WHAT IS NEEDED: Only the lines below, from the one with "Target: rectangular window" through the one with "Target: stone column", are to be written out, exactly.

PROVIDED DATA:
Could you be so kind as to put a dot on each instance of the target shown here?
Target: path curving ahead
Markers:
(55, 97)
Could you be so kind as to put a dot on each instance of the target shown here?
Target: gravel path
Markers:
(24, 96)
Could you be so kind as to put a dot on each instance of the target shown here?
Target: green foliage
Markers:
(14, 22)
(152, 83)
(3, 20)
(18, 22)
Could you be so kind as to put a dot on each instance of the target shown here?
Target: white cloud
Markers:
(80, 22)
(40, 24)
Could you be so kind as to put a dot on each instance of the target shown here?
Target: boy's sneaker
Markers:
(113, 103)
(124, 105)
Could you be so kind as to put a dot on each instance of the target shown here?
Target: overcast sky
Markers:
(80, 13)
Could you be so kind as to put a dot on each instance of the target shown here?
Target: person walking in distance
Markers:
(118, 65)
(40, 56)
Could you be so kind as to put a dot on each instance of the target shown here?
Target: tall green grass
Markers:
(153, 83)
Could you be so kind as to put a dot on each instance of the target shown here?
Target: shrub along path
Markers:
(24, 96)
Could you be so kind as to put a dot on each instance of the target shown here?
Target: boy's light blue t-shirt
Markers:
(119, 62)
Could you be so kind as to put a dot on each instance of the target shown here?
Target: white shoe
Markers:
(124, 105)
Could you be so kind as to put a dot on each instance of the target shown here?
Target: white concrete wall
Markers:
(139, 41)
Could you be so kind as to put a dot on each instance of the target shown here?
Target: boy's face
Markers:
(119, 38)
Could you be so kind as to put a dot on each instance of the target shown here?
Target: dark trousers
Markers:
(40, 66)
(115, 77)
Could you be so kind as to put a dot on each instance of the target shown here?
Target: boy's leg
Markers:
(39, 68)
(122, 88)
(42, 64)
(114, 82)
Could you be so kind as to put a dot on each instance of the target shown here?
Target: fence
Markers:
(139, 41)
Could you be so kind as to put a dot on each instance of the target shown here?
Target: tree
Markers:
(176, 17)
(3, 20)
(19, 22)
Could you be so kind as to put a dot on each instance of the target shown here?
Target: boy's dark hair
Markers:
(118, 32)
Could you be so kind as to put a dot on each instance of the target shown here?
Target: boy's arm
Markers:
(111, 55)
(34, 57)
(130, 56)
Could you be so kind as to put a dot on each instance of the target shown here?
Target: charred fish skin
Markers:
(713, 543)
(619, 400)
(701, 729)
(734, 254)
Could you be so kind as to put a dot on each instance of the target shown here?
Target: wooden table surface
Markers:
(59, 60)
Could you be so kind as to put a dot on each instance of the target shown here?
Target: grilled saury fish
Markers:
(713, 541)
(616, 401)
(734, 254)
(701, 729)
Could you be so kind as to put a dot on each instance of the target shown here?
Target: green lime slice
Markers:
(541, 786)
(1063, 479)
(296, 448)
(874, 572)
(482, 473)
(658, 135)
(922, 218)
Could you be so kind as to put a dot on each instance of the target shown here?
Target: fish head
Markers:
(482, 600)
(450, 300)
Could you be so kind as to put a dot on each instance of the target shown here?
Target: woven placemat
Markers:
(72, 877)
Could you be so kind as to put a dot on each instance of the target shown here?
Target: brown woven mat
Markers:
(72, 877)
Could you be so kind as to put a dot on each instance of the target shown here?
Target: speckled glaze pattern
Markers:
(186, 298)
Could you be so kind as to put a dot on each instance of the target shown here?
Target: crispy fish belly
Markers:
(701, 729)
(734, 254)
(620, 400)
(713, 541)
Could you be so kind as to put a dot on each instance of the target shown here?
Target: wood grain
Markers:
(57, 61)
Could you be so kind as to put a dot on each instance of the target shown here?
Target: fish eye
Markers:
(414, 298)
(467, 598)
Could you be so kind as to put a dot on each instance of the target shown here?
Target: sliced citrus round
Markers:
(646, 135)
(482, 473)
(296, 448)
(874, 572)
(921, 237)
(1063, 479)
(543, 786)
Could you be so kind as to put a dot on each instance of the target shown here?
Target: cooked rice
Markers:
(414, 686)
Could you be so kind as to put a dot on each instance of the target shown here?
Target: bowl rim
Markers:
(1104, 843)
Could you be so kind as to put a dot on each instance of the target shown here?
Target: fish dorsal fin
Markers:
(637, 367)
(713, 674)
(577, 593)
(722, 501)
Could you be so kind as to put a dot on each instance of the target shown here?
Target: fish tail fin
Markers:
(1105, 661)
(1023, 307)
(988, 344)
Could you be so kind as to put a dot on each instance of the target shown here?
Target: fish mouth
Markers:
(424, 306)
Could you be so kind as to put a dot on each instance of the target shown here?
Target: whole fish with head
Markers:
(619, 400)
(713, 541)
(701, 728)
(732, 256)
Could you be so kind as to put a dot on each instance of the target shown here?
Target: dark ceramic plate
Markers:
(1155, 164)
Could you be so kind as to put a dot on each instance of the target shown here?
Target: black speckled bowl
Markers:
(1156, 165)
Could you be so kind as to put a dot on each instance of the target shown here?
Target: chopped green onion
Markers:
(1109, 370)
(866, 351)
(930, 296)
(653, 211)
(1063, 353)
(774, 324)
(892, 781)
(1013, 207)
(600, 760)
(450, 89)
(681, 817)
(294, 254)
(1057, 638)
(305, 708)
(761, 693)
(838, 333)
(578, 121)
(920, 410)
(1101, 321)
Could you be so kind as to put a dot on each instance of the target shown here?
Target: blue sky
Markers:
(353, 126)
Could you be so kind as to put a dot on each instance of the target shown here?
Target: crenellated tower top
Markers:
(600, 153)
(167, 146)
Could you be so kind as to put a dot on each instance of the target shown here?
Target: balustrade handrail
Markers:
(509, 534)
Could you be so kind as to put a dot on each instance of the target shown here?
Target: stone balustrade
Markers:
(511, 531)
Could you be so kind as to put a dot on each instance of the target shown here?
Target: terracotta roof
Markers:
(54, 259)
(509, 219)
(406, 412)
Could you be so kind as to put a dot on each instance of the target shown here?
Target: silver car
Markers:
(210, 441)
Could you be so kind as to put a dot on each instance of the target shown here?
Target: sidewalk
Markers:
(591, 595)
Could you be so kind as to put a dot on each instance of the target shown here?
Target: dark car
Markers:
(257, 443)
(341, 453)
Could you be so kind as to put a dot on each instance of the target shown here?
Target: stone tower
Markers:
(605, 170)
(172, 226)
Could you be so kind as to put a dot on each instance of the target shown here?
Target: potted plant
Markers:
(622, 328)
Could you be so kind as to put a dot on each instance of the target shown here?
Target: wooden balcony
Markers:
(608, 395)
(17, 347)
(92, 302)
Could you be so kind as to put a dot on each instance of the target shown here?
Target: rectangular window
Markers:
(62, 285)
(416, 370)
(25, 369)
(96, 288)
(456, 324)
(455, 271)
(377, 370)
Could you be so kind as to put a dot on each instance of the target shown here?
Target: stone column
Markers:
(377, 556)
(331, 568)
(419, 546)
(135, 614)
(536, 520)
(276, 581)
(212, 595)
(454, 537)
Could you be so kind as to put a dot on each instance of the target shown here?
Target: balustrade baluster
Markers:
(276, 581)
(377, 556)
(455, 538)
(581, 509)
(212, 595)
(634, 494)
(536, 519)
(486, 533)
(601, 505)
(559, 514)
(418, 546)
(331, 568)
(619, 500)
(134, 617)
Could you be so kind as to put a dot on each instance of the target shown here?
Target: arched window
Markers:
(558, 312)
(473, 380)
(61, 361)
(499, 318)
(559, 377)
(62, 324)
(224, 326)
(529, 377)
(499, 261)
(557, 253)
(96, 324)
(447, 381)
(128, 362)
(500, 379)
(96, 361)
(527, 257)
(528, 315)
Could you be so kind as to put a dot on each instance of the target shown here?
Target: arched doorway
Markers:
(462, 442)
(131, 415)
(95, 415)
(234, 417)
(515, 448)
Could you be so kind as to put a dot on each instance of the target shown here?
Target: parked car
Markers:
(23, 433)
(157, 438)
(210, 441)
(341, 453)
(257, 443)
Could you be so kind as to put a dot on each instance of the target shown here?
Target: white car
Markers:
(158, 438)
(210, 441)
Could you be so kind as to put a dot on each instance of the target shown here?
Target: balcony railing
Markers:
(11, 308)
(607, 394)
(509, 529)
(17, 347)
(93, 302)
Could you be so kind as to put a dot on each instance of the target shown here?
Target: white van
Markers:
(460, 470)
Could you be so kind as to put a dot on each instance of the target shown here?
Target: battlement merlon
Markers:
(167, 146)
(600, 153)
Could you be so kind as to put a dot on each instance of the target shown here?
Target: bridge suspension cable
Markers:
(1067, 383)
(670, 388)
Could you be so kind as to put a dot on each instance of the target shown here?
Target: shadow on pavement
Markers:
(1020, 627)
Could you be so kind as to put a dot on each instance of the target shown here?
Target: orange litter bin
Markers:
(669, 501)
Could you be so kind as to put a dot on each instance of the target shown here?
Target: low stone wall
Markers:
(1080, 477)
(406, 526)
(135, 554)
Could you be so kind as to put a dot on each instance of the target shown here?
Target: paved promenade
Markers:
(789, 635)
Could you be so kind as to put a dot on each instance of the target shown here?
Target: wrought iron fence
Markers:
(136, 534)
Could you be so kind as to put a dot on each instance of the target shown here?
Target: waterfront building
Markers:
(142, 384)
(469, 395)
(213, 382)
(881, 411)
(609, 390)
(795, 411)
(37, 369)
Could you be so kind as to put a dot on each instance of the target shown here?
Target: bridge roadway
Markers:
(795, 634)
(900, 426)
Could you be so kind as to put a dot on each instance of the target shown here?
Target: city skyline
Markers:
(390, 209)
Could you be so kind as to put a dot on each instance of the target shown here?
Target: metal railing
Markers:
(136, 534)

RESPONSE TO THE TASK:
Target: rectangular window
Markers:
(62, 285)
(416, 370)
(25, 369)
(96, 288)
(456, 324)
(455, 271)
(377, 370)
Could you be so kind as to put a dot on each instance of the target shown here?
Target: stone column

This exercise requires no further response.